WHAT TO WORK ON: Lines before the one containing "the dinosaur skull" are excluded; reproduce that line and all lines after it in the entries below, exactly.
**** RECORDS FOR THIS EXERCISE ****
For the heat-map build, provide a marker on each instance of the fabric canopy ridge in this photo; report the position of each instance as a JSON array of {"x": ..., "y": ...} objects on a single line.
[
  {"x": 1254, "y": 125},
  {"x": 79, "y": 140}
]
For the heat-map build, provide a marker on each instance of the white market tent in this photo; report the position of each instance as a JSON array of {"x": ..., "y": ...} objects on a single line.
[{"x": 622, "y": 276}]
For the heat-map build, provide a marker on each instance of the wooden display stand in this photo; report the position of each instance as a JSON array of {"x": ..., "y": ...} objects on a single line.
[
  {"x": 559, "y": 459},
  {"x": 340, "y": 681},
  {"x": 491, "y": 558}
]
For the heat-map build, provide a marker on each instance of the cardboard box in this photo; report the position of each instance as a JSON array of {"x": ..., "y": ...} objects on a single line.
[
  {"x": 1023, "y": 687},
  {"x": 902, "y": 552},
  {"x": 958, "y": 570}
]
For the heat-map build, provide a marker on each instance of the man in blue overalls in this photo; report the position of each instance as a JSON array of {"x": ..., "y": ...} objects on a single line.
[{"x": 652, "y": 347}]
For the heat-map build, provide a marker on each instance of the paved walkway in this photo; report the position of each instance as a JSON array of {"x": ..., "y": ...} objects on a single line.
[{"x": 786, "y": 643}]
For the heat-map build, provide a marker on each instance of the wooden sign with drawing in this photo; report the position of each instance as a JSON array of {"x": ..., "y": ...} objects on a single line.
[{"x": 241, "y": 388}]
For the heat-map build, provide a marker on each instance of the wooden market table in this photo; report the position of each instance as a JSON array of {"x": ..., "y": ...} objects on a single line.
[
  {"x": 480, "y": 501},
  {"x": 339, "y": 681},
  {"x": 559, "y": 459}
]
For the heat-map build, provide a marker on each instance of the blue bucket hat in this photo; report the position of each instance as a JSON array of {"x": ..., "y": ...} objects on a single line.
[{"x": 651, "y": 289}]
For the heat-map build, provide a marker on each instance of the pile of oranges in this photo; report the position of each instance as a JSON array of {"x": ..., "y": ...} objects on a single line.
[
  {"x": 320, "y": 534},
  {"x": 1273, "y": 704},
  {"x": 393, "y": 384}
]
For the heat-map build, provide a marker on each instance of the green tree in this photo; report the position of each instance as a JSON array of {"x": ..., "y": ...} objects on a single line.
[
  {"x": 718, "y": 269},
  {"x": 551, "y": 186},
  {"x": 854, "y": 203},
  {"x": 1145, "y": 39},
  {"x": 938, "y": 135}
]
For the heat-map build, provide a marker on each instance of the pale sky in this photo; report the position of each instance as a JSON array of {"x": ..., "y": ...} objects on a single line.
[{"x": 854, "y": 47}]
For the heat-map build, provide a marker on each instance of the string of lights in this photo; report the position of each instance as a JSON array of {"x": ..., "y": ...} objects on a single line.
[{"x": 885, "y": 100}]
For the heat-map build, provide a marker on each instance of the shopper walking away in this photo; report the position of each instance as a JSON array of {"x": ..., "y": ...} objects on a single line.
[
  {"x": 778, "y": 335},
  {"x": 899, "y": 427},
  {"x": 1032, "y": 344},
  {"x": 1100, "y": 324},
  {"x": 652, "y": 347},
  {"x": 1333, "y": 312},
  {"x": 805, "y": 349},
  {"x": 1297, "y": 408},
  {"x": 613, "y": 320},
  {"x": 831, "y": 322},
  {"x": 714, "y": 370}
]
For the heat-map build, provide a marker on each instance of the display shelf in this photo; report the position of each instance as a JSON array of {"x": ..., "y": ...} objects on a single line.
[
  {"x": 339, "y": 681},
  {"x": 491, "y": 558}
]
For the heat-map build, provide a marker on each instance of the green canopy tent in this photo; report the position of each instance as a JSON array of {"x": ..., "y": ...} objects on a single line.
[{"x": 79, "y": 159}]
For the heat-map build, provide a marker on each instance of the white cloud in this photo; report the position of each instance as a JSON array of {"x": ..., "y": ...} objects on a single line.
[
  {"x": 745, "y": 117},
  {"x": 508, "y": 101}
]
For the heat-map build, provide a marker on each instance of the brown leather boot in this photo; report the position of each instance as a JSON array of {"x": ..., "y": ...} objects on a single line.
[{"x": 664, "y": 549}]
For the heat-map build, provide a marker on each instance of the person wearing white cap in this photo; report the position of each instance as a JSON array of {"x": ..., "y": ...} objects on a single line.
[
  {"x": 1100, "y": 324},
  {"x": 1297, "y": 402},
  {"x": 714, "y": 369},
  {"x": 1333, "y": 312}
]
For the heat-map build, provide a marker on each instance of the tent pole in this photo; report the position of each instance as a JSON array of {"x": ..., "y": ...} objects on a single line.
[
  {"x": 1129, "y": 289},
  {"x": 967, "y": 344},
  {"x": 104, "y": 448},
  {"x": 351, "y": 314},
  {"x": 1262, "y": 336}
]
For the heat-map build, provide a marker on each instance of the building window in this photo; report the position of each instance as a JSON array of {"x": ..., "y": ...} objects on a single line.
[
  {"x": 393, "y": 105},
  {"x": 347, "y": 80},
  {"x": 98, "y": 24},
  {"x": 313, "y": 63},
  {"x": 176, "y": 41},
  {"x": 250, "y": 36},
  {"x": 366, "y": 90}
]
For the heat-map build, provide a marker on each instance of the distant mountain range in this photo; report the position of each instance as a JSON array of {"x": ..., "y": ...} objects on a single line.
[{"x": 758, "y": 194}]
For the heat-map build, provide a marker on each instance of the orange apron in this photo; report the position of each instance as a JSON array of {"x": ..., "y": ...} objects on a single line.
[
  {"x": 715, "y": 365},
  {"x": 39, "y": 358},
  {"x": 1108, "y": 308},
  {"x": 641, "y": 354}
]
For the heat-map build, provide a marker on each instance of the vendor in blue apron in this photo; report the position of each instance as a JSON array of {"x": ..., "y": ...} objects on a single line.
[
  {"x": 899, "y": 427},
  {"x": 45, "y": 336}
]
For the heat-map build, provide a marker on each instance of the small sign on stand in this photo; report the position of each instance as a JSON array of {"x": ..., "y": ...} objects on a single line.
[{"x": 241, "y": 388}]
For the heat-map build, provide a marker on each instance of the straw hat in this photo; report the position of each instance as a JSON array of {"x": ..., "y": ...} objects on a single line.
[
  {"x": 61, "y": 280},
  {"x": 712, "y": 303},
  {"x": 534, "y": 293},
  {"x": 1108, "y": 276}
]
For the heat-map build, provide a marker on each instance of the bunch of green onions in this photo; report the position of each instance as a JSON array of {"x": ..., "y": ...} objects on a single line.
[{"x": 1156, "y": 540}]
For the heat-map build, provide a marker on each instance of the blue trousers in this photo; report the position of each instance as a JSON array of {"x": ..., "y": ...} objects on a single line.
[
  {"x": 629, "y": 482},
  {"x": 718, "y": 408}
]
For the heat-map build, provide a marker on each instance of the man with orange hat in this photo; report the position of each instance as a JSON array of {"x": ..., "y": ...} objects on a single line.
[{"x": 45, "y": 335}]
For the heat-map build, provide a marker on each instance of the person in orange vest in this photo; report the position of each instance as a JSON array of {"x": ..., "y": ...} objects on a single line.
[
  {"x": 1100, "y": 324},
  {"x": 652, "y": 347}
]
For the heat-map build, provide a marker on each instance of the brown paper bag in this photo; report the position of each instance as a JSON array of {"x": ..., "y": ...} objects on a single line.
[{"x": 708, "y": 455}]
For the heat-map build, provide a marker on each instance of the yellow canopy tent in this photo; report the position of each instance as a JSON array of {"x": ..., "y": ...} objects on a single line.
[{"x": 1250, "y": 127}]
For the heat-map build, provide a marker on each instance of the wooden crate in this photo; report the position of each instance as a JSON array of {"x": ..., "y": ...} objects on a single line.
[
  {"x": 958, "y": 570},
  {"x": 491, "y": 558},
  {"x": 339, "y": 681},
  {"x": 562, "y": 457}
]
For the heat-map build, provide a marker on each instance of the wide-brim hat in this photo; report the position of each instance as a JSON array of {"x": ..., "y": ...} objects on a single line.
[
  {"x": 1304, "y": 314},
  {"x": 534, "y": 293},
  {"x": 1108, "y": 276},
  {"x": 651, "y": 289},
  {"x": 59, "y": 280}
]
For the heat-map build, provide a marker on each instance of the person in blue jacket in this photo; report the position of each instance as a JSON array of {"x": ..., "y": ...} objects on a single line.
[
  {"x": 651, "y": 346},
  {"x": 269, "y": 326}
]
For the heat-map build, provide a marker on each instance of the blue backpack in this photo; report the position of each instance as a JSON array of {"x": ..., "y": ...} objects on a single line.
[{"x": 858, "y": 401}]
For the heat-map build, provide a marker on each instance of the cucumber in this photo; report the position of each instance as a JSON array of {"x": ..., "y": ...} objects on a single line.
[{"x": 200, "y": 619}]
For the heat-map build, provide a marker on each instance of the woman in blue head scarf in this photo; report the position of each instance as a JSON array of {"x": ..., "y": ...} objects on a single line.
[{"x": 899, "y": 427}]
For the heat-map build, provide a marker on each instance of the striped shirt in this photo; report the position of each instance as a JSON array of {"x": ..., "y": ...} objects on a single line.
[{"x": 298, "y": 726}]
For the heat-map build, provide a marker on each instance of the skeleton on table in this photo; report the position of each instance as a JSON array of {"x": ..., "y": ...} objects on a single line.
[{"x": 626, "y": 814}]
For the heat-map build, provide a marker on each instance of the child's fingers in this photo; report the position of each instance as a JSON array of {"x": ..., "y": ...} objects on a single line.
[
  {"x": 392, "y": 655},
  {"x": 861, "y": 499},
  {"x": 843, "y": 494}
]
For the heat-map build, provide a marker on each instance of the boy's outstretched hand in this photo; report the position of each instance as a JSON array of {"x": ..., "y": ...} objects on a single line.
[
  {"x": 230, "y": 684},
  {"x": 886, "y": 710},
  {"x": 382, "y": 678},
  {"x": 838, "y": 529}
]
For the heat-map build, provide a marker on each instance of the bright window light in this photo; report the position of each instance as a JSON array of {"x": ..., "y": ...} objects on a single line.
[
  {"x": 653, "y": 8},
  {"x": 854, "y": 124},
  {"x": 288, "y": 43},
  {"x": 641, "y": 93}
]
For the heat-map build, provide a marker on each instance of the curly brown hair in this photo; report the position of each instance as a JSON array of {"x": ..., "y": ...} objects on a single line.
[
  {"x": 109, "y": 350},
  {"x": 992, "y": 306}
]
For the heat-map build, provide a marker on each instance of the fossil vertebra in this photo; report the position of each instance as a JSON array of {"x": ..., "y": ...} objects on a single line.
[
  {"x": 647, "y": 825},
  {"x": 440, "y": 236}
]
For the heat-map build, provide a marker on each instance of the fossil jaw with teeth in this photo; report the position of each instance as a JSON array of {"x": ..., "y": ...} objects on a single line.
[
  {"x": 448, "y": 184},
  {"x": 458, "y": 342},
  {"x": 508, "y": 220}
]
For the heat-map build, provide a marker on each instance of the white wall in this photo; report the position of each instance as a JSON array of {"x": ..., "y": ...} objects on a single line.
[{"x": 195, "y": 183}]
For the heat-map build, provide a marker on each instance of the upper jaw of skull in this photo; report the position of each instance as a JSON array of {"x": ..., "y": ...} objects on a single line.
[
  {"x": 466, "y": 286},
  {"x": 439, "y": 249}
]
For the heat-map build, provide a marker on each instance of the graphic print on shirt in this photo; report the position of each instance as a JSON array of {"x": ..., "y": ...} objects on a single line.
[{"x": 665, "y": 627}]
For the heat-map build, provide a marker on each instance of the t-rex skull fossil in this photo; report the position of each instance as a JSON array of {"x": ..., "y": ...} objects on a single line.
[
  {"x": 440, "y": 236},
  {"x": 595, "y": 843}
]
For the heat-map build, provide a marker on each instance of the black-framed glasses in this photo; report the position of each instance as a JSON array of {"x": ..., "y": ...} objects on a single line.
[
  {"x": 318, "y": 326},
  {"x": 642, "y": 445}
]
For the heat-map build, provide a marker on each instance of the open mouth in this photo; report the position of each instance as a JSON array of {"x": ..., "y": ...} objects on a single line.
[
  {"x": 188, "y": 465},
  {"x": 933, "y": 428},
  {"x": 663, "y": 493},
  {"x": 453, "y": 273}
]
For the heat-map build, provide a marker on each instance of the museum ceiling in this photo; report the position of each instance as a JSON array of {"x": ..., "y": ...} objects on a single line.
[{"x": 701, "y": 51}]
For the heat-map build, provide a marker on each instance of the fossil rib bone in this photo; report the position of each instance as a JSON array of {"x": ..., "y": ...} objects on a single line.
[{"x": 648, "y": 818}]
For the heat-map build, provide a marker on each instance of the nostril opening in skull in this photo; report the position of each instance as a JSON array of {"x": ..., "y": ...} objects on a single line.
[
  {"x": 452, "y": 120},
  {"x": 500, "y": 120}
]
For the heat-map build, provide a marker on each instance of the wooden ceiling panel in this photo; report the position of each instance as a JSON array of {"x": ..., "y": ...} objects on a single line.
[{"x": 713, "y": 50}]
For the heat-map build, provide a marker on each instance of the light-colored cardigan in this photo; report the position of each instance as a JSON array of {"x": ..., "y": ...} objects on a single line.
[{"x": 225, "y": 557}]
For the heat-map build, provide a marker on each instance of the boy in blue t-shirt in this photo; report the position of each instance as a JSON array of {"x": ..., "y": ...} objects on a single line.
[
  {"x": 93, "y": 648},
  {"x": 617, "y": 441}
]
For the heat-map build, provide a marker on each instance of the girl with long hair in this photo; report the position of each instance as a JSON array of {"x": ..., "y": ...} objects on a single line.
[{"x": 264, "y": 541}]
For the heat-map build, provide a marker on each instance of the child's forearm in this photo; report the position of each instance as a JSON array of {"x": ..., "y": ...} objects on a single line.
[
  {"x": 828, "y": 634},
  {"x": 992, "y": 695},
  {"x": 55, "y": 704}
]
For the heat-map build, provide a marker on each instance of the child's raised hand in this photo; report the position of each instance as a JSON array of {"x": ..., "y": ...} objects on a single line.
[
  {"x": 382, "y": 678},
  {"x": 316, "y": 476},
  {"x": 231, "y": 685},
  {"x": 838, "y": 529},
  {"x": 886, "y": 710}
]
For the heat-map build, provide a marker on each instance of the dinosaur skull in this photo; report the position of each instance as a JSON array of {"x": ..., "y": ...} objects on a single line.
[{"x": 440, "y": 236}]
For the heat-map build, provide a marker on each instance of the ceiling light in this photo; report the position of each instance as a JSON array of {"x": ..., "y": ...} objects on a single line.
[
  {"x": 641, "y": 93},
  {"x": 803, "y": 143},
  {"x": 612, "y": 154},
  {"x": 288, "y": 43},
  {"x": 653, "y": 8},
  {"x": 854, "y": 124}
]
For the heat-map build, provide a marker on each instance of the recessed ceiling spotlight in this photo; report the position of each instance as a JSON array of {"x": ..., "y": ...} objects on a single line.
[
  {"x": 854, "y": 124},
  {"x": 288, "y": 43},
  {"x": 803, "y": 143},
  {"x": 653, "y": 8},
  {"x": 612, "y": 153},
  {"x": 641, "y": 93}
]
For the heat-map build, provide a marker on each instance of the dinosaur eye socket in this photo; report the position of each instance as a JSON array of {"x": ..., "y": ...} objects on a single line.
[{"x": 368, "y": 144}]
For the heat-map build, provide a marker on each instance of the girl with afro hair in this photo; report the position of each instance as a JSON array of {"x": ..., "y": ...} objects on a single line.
****
WORKED ANSWER:
For the heat-map build, provide a marker on each instance of the dinosaur skull in this photo; report the position of each instance as a JSON array of {"x": ..., "y": ...} objects on a single line.
[{"x": 440, "y": 236}]
For the heat-map build, provide a marker on each instance of the ceiling light in this photo; report the position of each instance as a JSON array of {"x": ..., "y": ...} objects on a single line.
[
  {"x": 641, "y": 93},
  {"x": 803, "y": 143},
  {"x": 612, "y": 154},
  {"x": 288, "y": 43},
  {"x": 653, "y": 8},
  {"x": 854, "y": 124}
]
For the heat-map build, provide a marker on each instance of the recessed ceiling spotlight in this photo; report the position of each instance as a JSON array of {"x": ..., "y": ...} objects on a single line.
[
  {"x": 854, "y": 124},
  {"x": 288, "y": 43},
  {"x": 803, "y": 143},
  {"x": 653, "y": 8},
  {"x": 612, "y": 153},
  {"x": 641, "y": 93}
]
For the heat-map build, provide a marker on each instance of the dinosaur eye socket in this photo; report the position of each instance as a JSON array of {"x": ..., "y": ...} objects on a single line.
[{"x": 368, "y": 144}]
For the heat-map build, provide a marker on each instance of the girl with afro hair in this photo; report the position of each instance as a JSON array of {"x": ..., "y": ...} objects on a single line.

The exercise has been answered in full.